Image point annotation entries
--- --- ---
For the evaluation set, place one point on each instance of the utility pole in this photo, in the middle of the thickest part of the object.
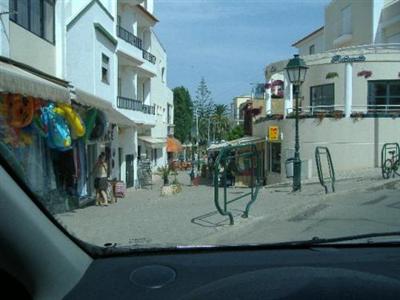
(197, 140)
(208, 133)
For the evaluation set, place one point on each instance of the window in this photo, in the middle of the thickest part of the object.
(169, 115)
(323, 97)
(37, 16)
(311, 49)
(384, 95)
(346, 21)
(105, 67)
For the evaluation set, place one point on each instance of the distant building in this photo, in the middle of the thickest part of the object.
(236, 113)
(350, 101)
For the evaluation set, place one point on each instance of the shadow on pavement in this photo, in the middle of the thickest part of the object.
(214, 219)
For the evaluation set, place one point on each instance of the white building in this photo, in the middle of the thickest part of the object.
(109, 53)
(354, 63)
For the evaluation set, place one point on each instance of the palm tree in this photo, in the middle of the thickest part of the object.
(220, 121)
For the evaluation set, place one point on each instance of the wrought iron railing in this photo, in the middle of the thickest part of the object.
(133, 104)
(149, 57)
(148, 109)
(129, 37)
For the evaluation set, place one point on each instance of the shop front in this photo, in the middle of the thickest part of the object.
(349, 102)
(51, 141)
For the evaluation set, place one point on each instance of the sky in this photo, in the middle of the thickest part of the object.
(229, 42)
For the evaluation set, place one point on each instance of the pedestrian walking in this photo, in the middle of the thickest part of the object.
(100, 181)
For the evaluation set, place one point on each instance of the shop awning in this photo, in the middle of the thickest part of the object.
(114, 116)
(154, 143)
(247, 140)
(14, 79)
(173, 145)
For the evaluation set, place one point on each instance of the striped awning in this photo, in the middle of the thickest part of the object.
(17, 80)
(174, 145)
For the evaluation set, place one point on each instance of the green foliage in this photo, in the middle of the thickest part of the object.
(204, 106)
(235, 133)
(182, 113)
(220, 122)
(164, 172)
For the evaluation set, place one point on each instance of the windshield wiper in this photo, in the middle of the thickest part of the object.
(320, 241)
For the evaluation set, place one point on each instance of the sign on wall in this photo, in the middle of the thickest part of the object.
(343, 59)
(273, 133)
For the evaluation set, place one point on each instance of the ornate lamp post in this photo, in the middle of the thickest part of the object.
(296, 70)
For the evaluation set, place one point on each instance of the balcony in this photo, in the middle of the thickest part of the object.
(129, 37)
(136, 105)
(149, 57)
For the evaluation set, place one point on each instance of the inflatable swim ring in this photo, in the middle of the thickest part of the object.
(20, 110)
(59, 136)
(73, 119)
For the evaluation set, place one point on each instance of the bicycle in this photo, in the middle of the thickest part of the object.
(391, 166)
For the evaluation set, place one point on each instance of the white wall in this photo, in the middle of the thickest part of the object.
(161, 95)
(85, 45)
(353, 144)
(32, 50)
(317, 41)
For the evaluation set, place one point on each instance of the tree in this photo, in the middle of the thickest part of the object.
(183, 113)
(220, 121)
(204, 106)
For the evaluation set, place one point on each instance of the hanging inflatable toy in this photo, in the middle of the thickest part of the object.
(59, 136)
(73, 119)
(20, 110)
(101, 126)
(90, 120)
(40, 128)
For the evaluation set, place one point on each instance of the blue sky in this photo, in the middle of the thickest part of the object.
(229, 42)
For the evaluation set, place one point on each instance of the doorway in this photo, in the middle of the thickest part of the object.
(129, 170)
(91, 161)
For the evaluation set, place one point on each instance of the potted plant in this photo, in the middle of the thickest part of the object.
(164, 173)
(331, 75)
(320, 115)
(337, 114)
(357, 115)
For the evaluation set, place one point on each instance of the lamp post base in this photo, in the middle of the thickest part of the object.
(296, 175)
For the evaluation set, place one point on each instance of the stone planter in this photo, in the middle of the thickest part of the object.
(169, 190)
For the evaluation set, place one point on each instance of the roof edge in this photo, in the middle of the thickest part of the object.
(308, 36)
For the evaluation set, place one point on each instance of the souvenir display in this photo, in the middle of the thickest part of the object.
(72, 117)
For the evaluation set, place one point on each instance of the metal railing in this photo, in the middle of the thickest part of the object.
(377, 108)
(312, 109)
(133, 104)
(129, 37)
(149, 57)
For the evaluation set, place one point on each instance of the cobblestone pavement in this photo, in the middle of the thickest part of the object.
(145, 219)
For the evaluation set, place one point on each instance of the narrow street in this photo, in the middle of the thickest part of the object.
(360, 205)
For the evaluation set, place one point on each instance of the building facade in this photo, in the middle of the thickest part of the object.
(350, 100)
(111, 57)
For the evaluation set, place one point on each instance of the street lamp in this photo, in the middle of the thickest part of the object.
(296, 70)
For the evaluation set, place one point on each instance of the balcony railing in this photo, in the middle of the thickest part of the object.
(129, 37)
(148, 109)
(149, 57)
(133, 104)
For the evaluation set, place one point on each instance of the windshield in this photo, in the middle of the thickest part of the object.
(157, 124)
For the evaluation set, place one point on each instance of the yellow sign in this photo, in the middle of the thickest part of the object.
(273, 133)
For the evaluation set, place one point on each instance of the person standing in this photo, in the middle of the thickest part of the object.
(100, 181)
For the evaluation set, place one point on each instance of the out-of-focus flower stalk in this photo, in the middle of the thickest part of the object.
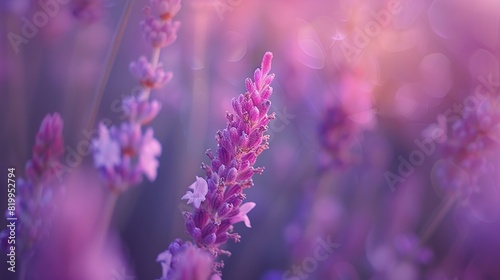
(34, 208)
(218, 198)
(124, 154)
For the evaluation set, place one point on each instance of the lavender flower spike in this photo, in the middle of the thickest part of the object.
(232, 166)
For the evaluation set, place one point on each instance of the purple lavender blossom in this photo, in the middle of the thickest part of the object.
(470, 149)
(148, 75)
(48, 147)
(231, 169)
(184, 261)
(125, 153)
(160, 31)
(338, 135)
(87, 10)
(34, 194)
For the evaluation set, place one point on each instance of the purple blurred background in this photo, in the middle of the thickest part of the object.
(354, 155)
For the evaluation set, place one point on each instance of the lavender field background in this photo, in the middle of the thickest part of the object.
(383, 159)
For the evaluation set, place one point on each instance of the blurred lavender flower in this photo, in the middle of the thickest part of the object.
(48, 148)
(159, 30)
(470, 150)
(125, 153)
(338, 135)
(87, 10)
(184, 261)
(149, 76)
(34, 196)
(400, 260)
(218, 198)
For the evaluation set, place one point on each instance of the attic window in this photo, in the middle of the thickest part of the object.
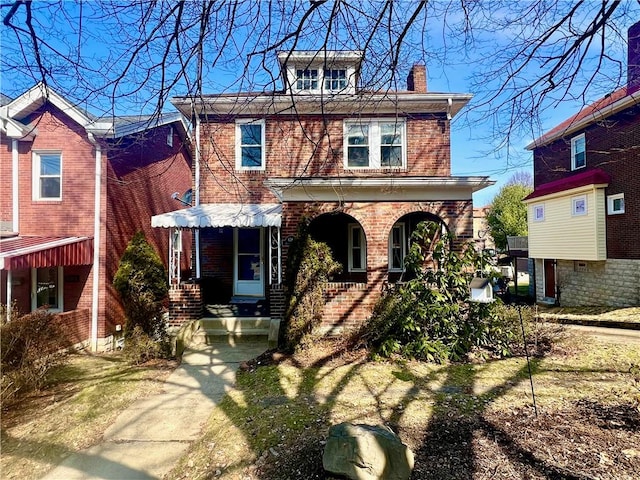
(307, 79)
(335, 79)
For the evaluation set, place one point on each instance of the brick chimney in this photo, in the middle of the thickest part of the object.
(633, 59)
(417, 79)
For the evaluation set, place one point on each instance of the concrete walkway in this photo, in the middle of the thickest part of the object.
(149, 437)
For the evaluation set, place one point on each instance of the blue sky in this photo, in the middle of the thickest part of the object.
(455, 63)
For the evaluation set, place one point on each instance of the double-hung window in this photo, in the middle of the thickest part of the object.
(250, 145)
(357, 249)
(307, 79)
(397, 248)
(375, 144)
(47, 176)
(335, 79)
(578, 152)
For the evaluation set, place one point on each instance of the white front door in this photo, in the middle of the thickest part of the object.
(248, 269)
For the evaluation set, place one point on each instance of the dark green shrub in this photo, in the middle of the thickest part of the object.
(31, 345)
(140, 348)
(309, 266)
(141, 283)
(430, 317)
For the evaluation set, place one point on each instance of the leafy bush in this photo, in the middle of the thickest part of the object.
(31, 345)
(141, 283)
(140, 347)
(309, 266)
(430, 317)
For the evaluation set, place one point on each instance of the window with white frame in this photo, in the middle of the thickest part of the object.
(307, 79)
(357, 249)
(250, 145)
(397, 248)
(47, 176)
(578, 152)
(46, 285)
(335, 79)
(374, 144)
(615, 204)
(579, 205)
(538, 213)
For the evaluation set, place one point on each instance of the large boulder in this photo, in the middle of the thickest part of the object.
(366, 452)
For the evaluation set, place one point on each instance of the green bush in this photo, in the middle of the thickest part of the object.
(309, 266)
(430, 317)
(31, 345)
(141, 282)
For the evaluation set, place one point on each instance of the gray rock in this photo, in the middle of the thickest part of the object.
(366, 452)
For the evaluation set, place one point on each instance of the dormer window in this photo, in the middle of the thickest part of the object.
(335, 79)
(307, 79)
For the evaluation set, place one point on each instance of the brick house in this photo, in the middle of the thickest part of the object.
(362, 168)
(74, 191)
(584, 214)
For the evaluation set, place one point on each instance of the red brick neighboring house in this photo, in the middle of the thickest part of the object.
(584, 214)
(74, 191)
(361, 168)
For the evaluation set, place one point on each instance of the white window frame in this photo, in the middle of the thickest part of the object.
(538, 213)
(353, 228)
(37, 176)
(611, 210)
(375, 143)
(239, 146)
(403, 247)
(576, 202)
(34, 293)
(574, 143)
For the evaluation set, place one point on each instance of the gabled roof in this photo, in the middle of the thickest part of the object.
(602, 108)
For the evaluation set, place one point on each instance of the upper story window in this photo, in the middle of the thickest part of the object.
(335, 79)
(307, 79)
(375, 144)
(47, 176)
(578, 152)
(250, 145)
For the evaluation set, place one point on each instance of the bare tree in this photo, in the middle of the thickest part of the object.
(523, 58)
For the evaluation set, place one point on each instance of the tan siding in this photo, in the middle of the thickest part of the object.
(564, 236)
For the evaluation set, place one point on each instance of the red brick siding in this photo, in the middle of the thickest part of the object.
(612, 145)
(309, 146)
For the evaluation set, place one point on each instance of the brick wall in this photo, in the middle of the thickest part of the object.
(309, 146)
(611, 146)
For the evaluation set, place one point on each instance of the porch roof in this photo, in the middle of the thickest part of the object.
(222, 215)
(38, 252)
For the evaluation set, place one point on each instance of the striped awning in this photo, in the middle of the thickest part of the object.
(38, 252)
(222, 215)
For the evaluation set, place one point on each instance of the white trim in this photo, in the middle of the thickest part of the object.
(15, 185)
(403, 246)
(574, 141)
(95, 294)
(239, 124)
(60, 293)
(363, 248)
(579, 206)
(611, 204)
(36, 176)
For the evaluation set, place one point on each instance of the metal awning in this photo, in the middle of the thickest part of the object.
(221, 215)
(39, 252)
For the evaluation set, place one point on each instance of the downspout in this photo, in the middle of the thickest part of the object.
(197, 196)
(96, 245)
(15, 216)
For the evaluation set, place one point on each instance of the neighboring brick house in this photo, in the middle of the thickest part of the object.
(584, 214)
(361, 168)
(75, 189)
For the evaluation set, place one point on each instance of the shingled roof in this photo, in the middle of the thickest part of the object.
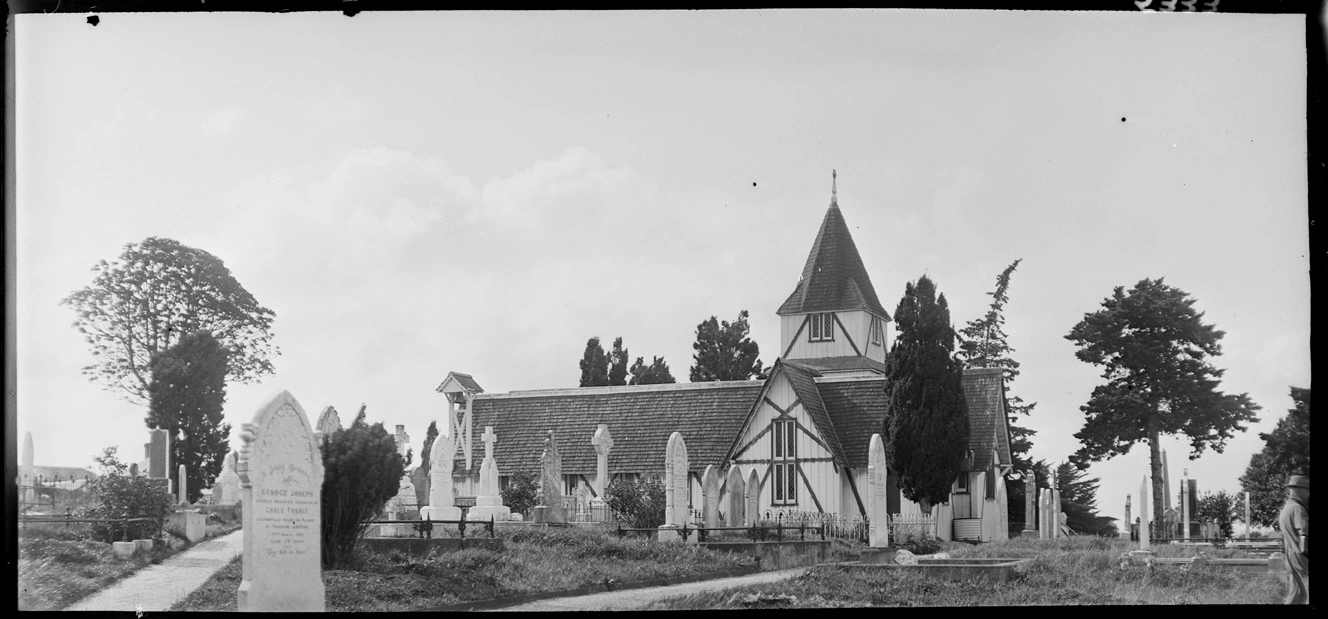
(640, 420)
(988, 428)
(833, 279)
--- --- ---
▶ **Task to complete**:
Write out again, exactly, each line from the one containing "of the bare" through the last line of the entries, and omit every picture.

▶ **Exercise response**:
For the evaluation set, place one point on each instance of the bare tree in this photo, in the middle of the thickest part of the object.
(523, 58)
For the evaluation set, place one point on each instance of the tan siding in this photo, in the middle of the thickest part of the object.
(564, 236)
For the evaluation set, place one point on each instance of the red brick siding in this photo, in the middle of the thickest part of the object.
(612, 145)
(309, 146)
For the evaluation set, place one point on each instance of the brick wall in this photo, in the middle of the thickest part of the object.
(309, 146)
(611, 146)
For the evaluation set, place one point on each instance of the porch roof in this photo, in the middle of the thickest part of the object.
(222, 215)
(38, 252)
For the evaluation set, place one point on each instance of the striped awning in this photo, in the middle of the thickest part of the object.
(38, 252)
(222, 215)
For the evaluation set, place one point on each instance of the white trim in this photo, in the middle of the thickest part of the object.
(15, 185)
(403, 246)
(574, 141)
(95, 294)
(239, 124)
(60, 293)
(363, 248)
(579, 206)
(611, 204)
(36, 176)
For the evaluation set, place one point on each instance of the metal awning in this photo, in the middle of the thickest part of the object.
(221, 215)
(39, 252)
For the evaluation set, place one point on each instance of the downspout in this photo, in the middle of the thickest part of the object.
(197, 196)
(96, 245)
(15, 216)
For the evaluation set, place one point on each instance of the neighboring brick house in this photo, in the middle of the thickest part of the object.
(584, 214)
(361, 168)
(75, 189)
For the evaluation set, place one point on each instance of the shingled roof in this photo, in the middle of the thickest part of the object.
(640, 420)
(988, 428)
(833, 279)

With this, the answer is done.